WHAT TO PRODUCE >> All lines ahead of the one containing "Query: tree branch" are to be left out; that line and each one after it, through the end of the records below, are to be duplicated exactly.
____ RECORDS TO USE
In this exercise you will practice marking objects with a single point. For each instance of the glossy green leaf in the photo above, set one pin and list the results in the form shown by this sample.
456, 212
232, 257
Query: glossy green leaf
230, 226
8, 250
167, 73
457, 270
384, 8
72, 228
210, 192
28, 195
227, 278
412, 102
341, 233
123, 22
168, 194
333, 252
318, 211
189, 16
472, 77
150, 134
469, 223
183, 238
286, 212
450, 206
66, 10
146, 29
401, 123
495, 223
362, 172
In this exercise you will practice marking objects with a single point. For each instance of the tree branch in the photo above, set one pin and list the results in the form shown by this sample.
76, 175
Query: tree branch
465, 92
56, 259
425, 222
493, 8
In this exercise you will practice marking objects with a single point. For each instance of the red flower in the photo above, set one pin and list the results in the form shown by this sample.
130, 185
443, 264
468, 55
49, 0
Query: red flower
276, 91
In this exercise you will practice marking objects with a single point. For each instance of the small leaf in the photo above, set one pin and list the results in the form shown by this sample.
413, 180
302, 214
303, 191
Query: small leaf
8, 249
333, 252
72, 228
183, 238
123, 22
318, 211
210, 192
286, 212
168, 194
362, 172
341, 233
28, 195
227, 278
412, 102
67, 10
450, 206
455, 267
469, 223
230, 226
________
TASK ANSWER >>
Query: tree branch
465, 92
56, 259
425, 222
493, 8
In this exercise you will practice marking objects with a single point. For each instance of the red flower in the photo above, set one pin and list the results in the form shown by this sample.
130, 185
443, 264
468, 55
49, 0
Query: red flower
276, 91
In this exercise you will practice marking objects with a single point. For each instance of the small leaf in the photo above, set one pin and list the results in the form shown by this sample.
413, 180
302, 214
303, 191
Query: small leaf
8, 249
333, 252
72, 228
183, 238
123, 22
318, 211
210, 192
286, 212
168, 194
362, 172
341, 233
28, 195
227, 278
412, 102
67, 10
450, 206
455, 267
469, 223
230, 226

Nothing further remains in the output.